(Data drawn from a collection)
>>>>>
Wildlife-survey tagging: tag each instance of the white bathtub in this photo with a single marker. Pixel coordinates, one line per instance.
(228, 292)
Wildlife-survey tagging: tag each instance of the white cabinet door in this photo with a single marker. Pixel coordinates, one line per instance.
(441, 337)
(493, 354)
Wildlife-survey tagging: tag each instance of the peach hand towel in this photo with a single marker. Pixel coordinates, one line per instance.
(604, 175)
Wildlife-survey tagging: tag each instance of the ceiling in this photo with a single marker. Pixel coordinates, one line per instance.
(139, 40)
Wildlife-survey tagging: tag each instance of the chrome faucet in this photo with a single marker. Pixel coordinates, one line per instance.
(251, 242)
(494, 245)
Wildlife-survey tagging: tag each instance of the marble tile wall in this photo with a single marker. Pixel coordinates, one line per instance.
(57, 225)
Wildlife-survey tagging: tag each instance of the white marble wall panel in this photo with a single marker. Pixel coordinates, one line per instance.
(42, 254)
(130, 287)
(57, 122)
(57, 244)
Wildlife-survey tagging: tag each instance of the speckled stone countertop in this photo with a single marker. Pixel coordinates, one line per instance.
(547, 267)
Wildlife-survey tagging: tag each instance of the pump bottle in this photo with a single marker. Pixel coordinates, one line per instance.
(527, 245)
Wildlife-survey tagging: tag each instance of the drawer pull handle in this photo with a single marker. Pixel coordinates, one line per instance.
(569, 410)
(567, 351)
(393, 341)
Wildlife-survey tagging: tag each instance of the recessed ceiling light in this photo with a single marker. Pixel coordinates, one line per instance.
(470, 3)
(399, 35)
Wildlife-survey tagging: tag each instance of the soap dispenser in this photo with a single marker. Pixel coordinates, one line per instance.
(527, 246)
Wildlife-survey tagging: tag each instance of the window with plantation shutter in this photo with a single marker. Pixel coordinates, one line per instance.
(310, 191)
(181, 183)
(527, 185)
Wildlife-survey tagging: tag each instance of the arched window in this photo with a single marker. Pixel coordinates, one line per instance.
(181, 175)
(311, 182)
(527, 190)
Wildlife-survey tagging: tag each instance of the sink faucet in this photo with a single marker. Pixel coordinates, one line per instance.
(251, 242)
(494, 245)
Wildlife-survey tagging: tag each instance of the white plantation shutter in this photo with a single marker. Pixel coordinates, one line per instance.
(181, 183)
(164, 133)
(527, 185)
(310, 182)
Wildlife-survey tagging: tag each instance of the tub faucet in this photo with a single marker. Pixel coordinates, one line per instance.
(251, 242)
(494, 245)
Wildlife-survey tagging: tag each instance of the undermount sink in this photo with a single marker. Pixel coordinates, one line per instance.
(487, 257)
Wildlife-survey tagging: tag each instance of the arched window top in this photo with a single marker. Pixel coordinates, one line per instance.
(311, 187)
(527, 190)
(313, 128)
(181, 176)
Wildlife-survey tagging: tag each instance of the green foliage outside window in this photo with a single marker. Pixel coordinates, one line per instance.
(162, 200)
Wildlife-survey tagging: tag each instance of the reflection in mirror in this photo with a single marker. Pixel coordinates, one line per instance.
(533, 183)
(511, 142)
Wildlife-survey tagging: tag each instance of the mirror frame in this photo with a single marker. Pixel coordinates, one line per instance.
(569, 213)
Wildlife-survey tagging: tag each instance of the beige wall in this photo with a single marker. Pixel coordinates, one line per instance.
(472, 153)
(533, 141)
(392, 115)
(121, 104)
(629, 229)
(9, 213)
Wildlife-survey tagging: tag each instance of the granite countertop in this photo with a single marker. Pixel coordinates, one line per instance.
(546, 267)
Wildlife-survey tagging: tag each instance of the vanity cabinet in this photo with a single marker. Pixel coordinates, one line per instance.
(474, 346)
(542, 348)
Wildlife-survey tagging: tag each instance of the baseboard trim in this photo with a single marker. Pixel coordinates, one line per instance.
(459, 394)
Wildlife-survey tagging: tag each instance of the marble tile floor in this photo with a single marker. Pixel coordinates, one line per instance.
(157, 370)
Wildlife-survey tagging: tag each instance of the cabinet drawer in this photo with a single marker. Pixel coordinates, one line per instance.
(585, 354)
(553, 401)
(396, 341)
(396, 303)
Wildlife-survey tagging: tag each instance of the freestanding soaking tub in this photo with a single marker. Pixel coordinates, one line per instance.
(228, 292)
<<<<<
• _WHAT THIS TASK INVOLVES_: Put every line of the records above into a numbered list, omitting any blank lines.

• _SOLUTION FOR THIS TASK_:
1. Wildlife-survey tagging: tag each instance of the white bathtub in this photo with a single marker. Pixel coordinates, one line per instance.
2. (228, 292)
3. Wildlife-survey tagging: tag each instance of the white cabinet door in this photo with a single marker. Pixel coordinates, one line per instance.
4. (441, 337)
5. (493, 354)
6. Wildlife-survey tagging: tag each instance of the peach hand towel in this photo with a single marker. Pixel coordinates, one line per instance.
7. (604, 175)
8. Wildlife-survey tagging: tag each instance of the ceiling in this photo with a single marker. Pixel coordinates, one line per instance.
9. (139, 40)
10. Wildlife-survey tagging: tag each instance of the chrome faucet in this photo with a single marker. Pixel coordinates, one line per instance.
11. (251, 242)
12. (494, 245)
13. Wildlife-survey tagging: tag each instance of the marble tile wall in this photo with a single marker. Pixel coordinates, one line per instance.
14. (57, 225)
15. Wildlife-survey tagging: tag each instance of the white marble wall panel in this photo with a single marker. Pixel coordinates, one line per instance.
16. (42, 254)
17. (130, 287)
18. (57, 122)
19. (57, 244)
20. Wildlife-survey tagging: tag each instance of the speckled stone countertop in this photo with a single marker. Pixel coordinates, one line per instance.
21. (547, 267)
22. Wildlife-survey tagging: tag each instance of the pump bottle in this photo with a single marker. Pixel coordinates, one line per instance.
23. (527, 245)
24. Wildlife-survey tagging: tag each instance of the drawer pull handle in this photo with a single marker. Pixel coordinates, one line per instance.
25. (569, 410)
26. (567, 351)
27. (393, 341)
28. Wildlife-survey tagging: tag each instance of the recessed ceiling light in this photo with a single marker. Pixel coordinates, one line per instance.
29. (470, 3)
30. (399, 35)
31. Wildlife-survey tagging: tag each instance of the soap dispenser in this photo with a single marker. Pixel coordinates, one line per instance.
32. (527, 246)
33. Wildlife-survey tagging: tag each instance of the window with plantation shutter in this photo with a single marker. Pixel coordinates, one line per instance.
34. (310, 191)
35. (181, 183)
36. (527, 185)
37. Wildlife-survey tagging: tag each instance of the arched window in this photo with a single marker. Pixel coordinates, one line per instance.
38. (181, 175)
39. (311, 182)
40. (527, 190)
41. Wildlife-survey tagging: tag each instance of the sink faucet in this photo with a single marker. Pixel coordinates, one line per instance.
42. (251, 242)
43. (494, 245)
44. Wildlife-survey tagging: tag each instance of the white plantation shutter in this photo with a single marker. Pixel coordinates, one line per instance.
45. (181, 183)
46. (164, 133)
47. (527, 185)
48. (310, 182)
49. Wildlife-survey tagging: tag each instance of the tub faucet in this photo with a single marker. Pixel coordinates, one line per instance.
50. (251, 242)
51. (494, 245)
52. Wildlife-survey tagging: tag each instance of the undermount sink in this photo with a single marker. Pixel coordinates, one line per instance.
53. (487, 257)
54. Wildlife-survey tagging: tag each instance of the arched window top in this photo with a single marker. Pixel coordinates, one line per instance.
55. (311, 187)
56. (527, 190)
57. (313, 128)
58. (181, 176)
59. Wildlife-survey tagging: tag each instance of the green foliage outside window in this photo with a single marker. Pixel coordinates, one line per instance.
60. (162, 200)
61. Wildlife-survey tagging: tag each instance of the reflection in mirror in this photo with a single marker. Pixel coordinates, one line per instance.
62. (533, 183)
63. (511, 142)
64. Wildlife-survey tagging: tag each instance of the mirror frame in this photo with a single marker. Pixel coordinates, one line per instance.
65. (569, 213)
66. Wildlife-survey tagging: tag each instance of the beige wall in this photo with a single marker. Pixel coordinates, one line per instance.
67. (472, 153)
68. (533, 141)
69. (392, 115)
70. (121, 104)
71. (629, 229)
72. (9, 213)
73. Wildlife-survey tagging: tag each instance of the granite countertop in this photo with a single marker. Pixel coordinates, one line per instance.
74. (546, 267)
75. Wildlife-survey tagging: tag each instance of the vanity cabinet in this photo with a single marker. Pixel coordinates, one line per instance.
76. (474, 346)
77. (542, 348)
78. Wildlife-survey tagging: tag each instance of the baseboard trim in this photo with a single marker. Pixel coordinates, one line per instance.
79. (459, 394)
80. Wildlife-survey tagging: tag each instance of the marble tile floor in this photo with a single marker. Pixel coordinates, one line per instance.
81. (157, 370)
82. Wildlife-survey tagging: tag each instance of the cabinet drawer in this photo with a single marker. Pixel coordinates, one line per instance.
83. (585, 354)
84. (553, 401)
85. (396, 341)
86. (396, 303)
87. Wildlife-survey tagging: tag each instance of the freestanding soaking tub in this photo with a single marker. Pixel coordinates, one line per instance.
88. (228, 292)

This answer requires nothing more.